Prompt: Exactly and only the lines from the one containing "point: the dark interior" through the close of the entries below are to be set down.

Material provided:
--

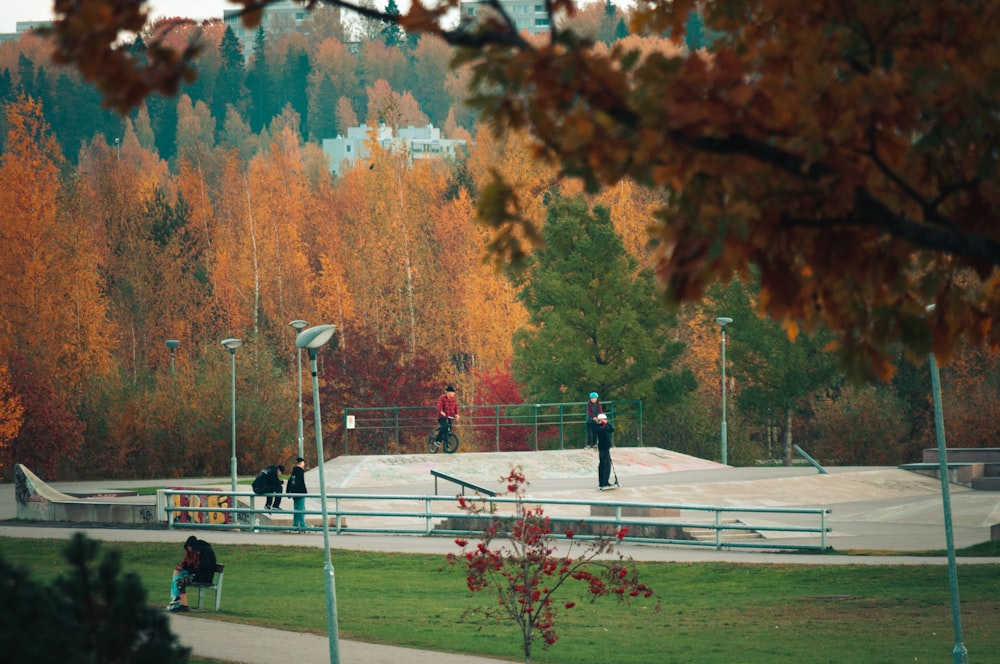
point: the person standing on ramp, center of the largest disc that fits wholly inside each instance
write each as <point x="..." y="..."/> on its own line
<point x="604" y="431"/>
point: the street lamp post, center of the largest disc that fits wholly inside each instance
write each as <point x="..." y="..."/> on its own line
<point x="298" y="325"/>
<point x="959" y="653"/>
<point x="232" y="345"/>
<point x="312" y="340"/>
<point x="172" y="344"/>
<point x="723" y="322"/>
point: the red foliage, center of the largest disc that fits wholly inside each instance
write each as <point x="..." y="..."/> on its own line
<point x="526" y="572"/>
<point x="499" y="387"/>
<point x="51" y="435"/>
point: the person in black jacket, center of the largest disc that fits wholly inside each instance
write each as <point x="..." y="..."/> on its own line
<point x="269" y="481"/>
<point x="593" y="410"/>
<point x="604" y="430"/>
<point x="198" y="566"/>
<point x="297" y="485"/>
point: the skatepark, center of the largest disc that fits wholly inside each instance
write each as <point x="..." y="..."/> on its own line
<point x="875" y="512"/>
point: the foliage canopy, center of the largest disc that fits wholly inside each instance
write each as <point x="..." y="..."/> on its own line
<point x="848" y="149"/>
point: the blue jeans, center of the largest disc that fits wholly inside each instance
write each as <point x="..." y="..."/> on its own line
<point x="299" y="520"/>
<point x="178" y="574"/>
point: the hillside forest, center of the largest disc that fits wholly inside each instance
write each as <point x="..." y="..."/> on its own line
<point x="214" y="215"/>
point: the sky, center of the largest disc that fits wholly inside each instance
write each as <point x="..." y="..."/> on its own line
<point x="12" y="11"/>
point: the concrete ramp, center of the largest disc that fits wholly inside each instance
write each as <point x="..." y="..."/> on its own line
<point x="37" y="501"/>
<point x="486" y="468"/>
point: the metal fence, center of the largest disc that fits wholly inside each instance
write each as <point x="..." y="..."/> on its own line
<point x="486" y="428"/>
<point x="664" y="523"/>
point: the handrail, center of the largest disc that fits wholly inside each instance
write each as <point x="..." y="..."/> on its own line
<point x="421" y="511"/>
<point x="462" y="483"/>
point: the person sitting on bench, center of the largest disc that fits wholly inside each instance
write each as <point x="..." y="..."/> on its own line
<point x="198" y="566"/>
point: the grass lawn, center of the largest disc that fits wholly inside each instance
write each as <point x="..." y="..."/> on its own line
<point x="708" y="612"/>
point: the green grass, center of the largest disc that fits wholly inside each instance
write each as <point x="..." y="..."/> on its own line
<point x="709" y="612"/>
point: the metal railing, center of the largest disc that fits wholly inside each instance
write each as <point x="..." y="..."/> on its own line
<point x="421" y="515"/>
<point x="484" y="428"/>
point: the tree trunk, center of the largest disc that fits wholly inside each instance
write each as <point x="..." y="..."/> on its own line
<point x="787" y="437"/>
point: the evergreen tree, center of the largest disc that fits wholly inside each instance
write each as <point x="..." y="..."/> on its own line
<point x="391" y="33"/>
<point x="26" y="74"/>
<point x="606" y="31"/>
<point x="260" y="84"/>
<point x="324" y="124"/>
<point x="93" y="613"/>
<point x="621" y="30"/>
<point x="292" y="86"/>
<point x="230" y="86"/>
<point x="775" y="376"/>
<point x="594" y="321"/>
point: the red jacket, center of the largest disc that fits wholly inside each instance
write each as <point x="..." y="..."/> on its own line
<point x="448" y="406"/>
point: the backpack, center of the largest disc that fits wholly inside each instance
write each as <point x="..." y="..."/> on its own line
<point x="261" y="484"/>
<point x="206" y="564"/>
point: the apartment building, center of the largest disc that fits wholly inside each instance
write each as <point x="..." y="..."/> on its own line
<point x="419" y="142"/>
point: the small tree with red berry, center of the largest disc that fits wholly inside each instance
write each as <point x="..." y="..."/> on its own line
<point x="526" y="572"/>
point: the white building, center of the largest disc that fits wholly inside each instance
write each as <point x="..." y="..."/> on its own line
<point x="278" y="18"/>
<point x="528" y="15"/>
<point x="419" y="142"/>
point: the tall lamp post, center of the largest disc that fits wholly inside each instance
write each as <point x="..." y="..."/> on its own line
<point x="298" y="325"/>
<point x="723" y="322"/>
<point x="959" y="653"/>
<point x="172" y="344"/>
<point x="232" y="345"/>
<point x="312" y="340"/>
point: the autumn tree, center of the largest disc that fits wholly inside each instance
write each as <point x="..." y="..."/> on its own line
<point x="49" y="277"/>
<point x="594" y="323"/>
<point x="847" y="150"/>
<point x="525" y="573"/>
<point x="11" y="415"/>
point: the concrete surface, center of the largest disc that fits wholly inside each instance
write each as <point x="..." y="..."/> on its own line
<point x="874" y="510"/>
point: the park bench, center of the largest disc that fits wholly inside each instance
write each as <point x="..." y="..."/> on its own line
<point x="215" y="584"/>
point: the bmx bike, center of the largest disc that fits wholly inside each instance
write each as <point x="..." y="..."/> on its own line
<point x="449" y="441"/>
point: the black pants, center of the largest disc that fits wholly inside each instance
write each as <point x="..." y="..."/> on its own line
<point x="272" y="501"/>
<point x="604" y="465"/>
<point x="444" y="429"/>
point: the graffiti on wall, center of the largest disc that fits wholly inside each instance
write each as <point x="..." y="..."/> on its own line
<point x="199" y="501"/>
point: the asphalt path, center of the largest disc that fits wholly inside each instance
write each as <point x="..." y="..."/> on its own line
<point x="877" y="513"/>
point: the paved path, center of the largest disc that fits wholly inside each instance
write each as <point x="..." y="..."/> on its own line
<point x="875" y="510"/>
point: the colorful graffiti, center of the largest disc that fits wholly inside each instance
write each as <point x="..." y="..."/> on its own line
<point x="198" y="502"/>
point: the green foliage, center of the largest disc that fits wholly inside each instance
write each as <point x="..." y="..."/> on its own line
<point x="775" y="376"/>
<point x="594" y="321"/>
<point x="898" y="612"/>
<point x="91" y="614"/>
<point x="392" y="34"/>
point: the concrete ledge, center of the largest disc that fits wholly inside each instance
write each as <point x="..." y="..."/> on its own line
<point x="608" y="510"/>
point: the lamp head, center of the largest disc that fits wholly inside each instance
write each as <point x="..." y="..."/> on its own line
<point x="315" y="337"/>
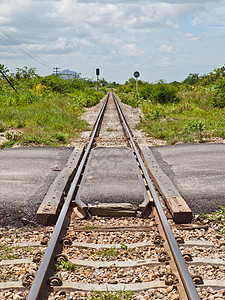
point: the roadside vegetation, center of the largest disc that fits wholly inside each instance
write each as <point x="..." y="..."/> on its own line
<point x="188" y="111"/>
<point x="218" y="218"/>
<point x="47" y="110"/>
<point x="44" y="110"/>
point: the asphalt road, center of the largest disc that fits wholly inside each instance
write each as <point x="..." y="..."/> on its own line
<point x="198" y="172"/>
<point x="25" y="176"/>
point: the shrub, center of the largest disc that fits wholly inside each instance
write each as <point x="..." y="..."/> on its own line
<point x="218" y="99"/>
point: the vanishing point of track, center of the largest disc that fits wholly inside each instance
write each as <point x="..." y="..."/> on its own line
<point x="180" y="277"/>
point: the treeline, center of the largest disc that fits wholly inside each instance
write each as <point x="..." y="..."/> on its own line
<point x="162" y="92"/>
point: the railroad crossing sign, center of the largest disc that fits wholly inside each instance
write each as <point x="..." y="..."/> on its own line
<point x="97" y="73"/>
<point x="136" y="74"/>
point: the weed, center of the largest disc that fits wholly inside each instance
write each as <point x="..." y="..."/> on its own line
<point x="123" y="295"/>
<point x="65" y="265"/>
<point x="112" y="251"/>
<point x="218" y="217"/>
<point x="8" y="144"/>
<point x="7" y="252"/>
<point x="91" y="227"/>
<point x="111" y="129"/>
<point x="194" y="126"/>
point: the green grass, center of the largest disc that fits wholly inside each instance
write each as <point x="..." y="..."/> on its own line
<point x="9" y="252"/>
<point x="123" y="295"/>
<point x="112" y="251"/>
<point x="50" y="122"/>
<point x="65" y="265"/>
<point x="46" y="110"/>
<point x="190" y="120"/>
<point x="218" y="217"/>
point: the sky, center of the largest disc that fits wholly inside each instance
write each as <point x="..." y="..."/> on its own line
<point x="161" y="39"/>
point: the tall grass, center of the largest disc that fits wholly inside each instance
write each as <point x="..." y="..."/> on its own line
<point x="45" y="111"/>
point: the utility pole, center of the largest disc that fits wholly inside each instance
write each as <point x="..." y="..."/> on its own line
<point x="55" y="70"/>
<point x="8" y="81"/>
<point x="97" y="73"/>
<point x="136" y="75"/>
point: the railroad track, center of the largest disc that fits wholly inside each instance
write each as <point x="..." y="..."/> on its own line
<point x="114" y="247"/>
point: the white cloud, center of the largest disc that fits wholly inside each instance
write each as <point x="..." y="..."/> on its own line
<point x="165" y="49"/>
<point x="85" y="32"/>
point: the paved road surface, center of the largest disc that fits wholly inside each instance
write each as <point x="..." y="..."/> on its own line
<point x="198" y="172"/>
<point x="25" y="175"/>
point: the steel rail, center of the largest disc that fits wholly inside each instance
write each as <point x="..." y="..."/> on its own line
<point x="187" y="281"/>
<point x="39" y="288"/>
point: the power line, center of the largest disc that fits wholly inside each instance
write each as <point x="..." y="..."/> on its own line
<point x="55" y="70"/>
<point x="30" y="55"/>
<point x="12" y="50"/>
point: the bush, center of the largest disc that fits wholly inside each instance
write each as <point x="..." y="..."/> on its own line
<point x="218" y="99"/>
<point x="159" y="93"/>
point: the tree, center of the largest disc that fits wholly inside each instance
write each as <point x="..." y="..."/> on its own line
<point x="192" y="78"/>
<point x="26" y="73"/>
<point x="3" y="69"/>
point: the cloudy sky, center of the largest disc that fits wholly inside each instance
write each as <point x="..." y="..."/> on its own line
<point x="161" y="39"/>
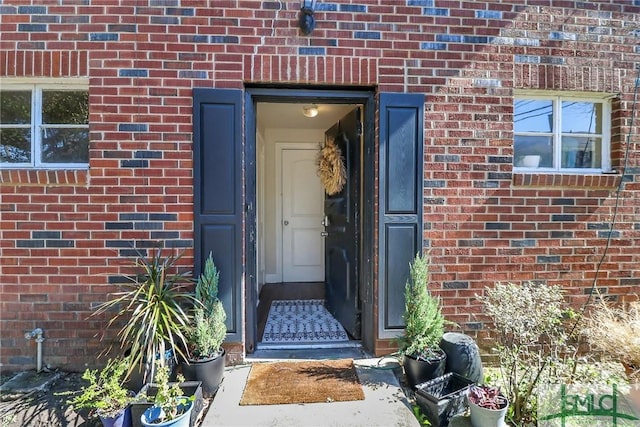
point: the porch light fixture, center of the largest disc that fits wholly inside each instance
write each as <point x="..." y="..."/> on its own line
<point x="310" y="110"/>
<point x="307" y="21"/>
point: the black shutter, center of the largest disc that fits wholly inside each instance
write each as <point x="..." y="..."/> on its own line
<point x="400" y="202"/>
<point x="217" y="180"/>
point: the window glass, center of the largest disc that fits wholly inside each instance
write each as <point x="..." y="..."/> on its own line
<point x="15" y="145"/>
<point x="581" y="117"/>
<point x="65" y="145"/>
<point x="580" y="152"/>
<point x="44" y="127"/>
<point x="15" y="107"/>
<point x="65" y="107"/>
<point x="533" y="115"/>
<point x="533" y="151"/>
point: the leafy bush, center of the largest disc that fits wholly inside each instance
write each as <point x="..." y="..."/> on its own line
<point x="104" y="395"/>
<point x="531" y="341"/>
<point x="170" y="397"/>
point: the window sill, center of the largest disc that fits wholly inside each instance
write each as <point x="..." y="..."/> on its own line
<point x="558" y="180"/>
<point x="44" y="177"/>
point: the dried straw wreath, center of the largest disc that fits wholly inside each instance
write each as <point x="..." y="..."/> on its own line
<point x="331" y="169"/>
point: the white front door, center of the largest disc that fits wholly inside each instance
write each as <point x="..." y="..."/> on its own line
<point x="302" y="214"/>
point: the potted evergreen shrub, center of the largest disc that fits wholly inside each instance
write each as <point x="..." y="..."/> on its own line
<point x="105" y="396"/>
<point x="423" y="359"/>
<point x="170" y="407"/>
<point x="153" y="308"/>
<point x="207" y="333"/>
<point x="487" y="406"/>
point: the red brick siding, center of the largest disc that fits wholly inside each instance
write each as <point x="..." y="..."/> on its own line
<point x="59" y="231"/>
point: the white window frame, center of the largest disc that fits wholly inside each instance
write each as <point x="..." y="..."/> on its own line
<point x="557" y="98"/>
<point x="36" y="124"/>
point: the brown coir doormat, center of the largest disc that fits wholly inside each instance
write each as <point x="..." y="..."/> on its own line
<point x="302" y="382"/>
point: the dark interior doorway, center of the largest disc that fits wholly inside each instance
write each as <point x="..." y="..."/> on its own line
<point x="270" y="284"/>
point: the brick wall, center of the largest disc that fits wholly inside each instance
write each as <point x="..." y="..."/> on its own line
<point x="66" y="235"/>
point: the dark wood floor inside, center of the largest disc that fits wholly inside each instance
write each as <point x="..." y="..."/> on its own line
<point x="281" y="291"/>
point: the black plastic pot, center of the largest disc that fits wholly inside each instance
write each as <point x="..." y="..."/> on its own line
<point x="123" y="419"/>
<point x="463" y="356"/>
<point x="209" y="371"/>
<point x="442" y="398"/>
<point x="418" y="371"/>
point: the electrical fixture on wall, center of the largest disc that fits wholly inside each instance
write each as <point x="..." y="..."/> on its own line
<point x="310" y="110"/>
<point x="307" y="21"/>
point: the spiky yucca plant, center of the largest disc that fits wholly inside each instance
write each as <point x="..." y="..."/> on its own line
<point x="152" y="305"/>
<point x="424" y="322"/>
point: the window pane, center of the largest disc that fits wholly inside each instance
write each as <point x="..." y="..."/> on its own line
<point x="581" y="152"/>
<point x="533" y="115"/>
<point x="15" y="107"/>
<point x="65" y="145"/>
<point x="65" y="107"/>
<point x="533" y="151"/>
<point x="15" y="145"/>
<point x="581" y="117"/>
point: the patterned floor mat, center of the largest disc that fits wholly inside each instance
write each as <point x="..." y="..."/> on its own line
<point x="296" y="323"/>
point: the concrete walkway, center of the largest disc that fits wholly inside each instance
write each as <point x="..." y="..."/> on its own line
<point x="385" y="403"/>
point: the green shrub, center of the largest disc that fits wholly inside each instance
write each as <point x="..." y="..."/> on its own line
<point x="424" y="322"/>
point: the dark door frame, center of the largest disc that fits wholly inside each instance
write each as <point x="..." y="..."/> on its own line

--

Worked solution:
point: the dark interior doorway, center of the largest disc that fits wholly inside each instance
write each as <point x="..." y="..."/> on its own line
<point x="270" y="284"/>
point: the brick wall, center of the largest disc that fits wholly inside each instance
write each as <point x="..." y="..."/> on its own line
<point x="66" y="235"/>
point: the dark wood floor inside, center of the largest disc that fits wholly inside each instance
write each as <point x="..." y="..."/> on its own line
<point x="281" y="291"/>
point: the black plastic pot, center of the largest disc that fits wholly inside each instance
write each as <point x="..." y="..."/> on its own line
<point x="123" y="419"/>
<point x="463" y="356"/>
<point x="209" y="371"/>
<point x="442" y="398"/>
<point x="418" y="371"/>
point: the electrical fixture on wall, center of the largest disc that fits wholly inside each instance
write each as <point x="..." y="..."/> on its own line
<point x="310" y="110"/>
<point x="307" y="21"/>
point: the spiky yucca plant, center of the largest disc that fits wholly inside each instance
write each as <point x="..." y="..."/> on its own line
<point x="152" y="305"/>
<point x="424" y="322"/>
point: the window pane, center of the largest disc that fits wholly inside each instance
write each as <point x="..." y="..."/> on its own line
<point x="581" y="152"/>
<point x="533" y="115"/>
<point x="15" y="107"/>
<point x="65" y="145"/>
<point x="65" y="107"/>
<point x="533" y="151"/>
<point x="15" y="145"/>
<point x="581" y="117"/>
point: the patterned floor mat, center of the largest disc that fits wholly inside each instance
write each as <point x="..." y="..."/> on its own line
<point x="296" y="323"/>
point: the concrete walkway, center of the largest disc that fits wholly inside each instance
write each as <point x="..." y="..."/> on its own line
<point x="385" y="403"/>
point: the green shrub, center of the largest disc that fits wholly inside each instance
write each as <point x="..." y="..."/> on its own line
<point x="424" y="322"/>
point: the dark door frame, center of the largest disc that fits wholly inside each instance
write each as <point x="..." y="..."/> on its own line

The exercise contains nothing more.